» Data provided
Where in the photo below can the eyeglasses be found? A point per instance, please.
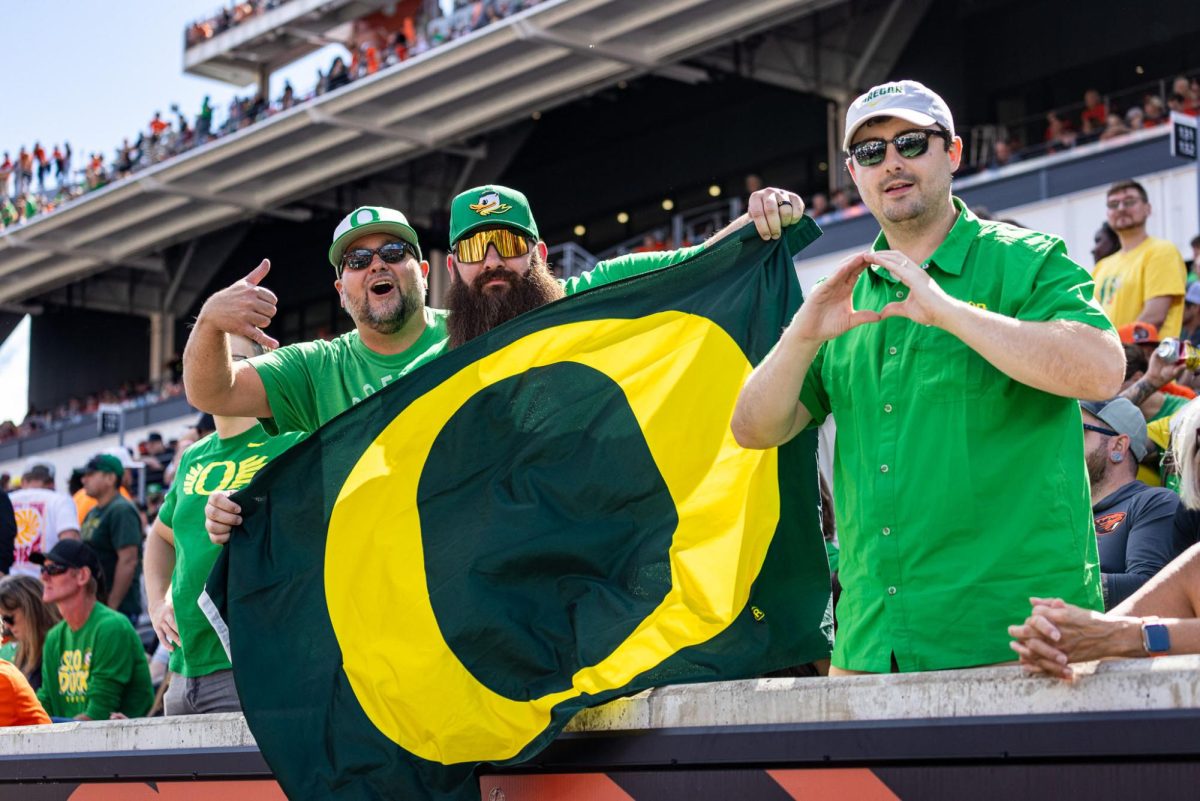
(360, 258)
(909, 144)
(508, 244)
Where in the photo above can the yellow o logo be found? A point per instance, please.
(681, 375)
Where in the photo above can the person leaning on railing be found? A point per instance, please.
(1161, 618)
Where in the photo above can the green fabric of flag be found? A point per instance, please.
(550, 517)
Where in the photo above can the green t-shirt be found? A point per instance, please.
(603, 272)
(108, 529)
(960, 492)
(209, 465)
(311, 383)
(96, 670)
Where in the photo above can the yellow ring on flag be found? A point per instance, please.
(681, 374)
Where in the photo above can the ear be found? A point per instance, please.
(955, 152)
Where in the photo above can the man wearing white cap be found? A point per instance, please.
(949, 354)
(43, 517)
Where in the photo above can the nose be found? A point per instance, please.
(492, 259)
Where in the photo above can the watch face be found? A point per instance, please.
(1156, 638)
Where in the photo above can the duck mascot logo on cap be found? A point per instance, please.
(490, 204)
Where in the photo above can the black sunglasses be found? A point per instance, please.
(360, 258)
(909, 144)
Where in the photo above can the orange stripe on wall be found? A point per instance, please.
(562, 787)
(190, 790)
(833, 784)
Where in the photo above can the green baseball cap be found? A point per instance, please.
(490, 205)
(370, 220)
(105, 463)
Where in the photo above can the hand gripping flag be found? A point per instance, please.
(552, 516)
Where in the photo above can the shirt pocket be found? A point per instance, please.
(946, 368)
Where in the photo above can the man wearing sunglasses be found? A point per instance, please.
(498, 267)
(948, 354)
(1146, 278)
(94, 666)
(381, 281)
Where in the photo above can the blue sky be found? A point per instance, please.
(94, 73)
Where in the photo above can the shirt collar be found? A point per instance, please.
(952, 254)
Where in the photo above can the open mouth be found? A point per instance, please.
(382, 287)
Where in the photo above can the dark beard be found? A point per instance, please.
(474, 312)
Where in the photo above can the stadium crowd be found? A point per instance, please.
(39, 181)
(85, 572)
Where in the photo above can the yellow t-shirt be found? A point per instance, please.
(1126, 281)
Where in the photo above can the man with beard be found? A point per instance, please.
(949, 355)
(1146, 278)
(497, 259)
(499, 271)
(379, 277)
(1134, 523)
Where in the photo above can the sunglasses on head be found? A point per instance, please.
(1098, 429)
(909, 144)
(360, 258)
(508, 242)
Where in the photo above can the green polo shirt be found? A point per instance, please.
(960, 492)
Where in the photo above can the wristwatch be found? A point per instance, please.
(1155, 637)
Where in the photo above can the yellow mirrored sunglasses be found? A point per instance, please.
(508, 242)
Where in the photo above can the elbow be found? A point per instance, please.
(747, 435)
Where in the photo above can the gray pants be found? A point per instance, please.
(202, 694)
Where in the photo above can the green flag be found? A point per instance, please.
(550, 517)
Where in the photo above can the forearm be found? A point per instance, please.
(1068, 359)
(121, 582)
(208, 367)
(768, 411)
(159, 565)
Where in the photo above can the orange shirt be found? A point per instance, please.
(18, 702)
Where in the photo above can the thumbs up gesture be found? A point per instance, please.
(244, 308)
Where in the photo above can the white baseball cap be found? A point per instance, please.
(907, 100)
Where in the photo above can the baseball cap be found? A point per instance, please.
(40, 470)
(72, 553)
(105, 463)
(1123, 417)
(370, 220)
(907, 100)
(1138, 333)
(490, 205)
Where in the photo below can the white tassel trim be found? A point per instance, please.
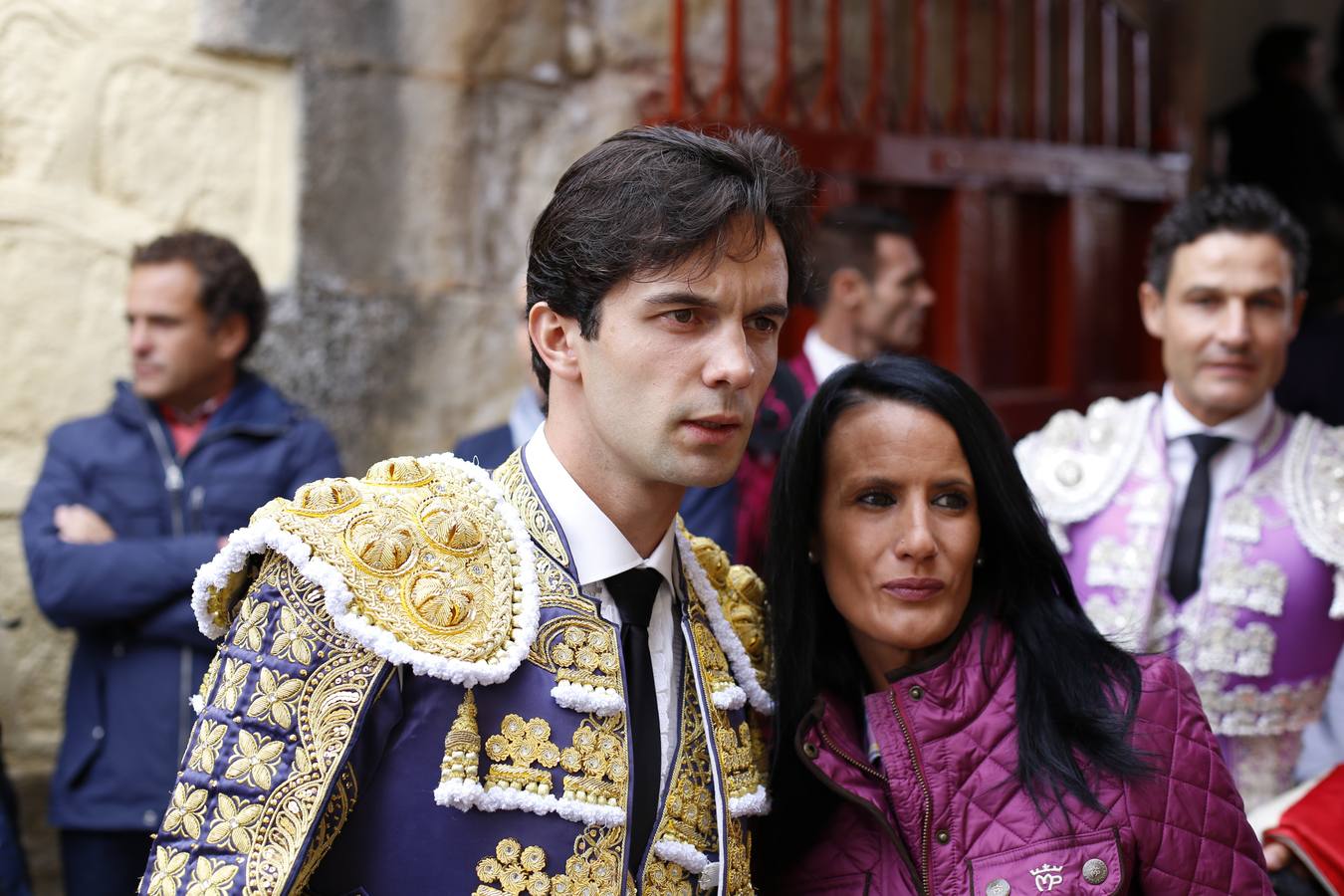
(336, 595)
(684, 854)
(729, 697)
(756, 803)
(506, 798)
(590, 813)
(599, 702)
(459, 794)
(710, 876)
(742, 669)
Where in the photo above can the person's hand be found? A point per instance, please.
(1277, 856)
(77, 524)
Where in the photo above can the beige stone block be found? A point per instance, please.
(68, 338)
(37, 82)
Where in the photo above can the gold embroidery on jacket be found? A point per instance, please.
(167, 872)
(463, 745)
(276, 697)
(187, 810)
(234, 825)
(518, 491)
(597, 762)
(517, 749)
(579, 649)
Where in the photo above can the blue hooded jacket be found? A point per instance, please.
(138, 656)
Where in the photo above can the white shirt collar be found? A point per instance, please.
(824, 357)
(597, 547)
(1244, 427)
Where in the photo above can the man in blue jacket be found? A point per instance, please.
(127, 504)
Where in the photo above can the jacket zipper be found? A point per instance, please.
(175, 483)
(926, 815)
(863, 803)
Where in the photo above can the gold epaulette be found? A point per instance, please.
(422, 561)
(742, 602)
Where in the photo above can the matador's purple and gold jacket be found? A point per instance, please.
(1263, 630)
(413, 696)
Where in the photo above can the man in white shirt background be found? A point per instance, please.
(1207, 522)
(871, 297)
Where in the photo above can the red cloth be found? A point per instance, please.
(184, 427)
(1313, 829)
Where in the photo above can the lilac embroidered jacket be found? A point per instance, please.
(1263, 630)
(413, 696)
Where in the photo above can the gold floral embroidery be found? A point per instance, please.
(667, 879)
(234, 823)
(515, 869)
(252, 623)
(210, 738)
(231, 684)
(169, 865)
(522, 743)
(293, 641)
(276, 697)
(738, 758)
(688, 815)
(519, 492)
(578, 650)
(211, 877)
(597, 764)
(594, 869)
(187, 810)
(254, 760)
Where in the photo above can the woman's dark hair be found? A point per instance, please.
(1066, 670)
(648, 199)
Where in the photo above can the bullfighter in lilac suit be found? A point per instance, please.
(1206, 522)
(434, 680)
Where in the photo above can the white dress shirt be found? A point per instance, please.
(824, 357)
(599, 551)
(1226, 470)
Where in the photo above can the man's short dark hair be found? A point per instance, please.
(848, 238)
(1236, 208)
(1278, 49)
(229, 284)
(648, 199)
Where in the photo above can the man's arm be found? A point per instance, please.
(91, 584)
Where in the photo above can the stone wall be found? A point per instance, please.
(380, 161)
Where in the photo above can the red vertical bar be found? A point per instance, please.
(1109, 74)
(1075, 84)
(874, 109)
(1040, 70)
(917, 118)
(733, 62)
(961, 74)
(1143, 93)
(1001, 114)
(828, 108)
(676, 92)
(780, 103)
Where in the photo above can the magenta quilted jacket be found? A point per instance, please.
(952, 819)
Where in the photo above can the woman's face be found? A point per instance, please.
(899, 531)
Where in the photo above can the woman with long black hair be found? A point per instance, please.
(949, 720)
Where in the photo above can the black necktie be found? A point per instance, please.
(1189, 553)
(633, 591)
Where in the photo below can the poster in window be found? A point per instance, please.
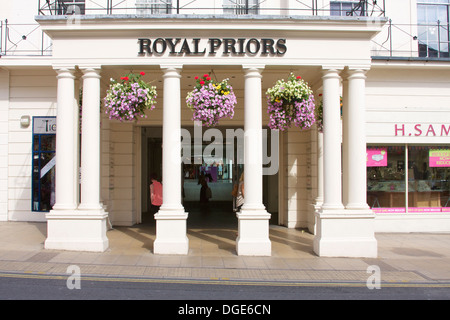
(377, 157)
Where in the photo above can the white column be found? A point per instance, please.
(319, 199)
(81, 228)
(332, 189)
(342, 232)
(171, 218)
(90, 141)
(355, 170)
(253, 234)
(66, 132)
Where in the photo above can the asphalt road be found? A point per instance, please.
(45, 287)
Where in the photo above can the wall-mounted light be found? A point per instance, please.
(25, 121)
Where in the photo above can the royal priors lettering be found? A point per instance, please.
(211, 46)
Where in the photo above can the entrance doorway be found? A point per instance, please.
(216, 156)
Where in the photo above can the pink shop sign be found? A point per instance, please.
(377, 157)
(439, 158)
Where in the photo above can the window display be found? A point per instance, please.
(44, 161)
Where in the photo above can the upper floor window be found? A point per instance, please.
(433, 28)
(241, 6)
(347, 8)
(153, 6)
(70, 6)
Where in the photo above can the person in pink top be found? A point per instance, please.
(155, 193)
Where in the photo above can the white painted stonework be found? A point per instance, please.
(322, 180)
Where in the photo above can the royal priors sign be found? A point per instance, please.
(211, 46)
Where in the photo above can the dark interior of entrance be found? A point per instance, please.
(220, 170)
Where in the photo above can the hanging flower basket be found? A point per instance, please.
(128, 99)
(319, 115)
(290, 103)
(210, 101)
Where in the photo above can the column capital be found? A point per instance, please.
(172, 71)
(255, 69)
(91, 72)
(64, 72)
(355, 73)
(330, 73)
(171, 67)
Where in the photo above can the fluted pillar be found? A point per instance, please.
(344, 231)
(90, 141)
(171, 233)
(355, 168)
(71, 226)
(66, 132)
(332, 192)
(253, 219)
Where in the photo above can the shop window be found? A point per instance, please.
(428, 178)
(43, 163)
(421, 186)
(386, 178)
(153, 6)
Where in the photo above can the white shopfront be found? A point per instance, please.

» Task requirements
Write out again, word for word, everything in the records from the line that contains "Where in the photo above can the shop" down to the very end of the records.

» The solution
Where in the photo above can the shop window be found? A point per instance, please.
(428, 178)
(43, 163)
(421, 186)
(386, 178)
(153, 6)
Where in the photo above can the white shopfront be found? A point per instance, please.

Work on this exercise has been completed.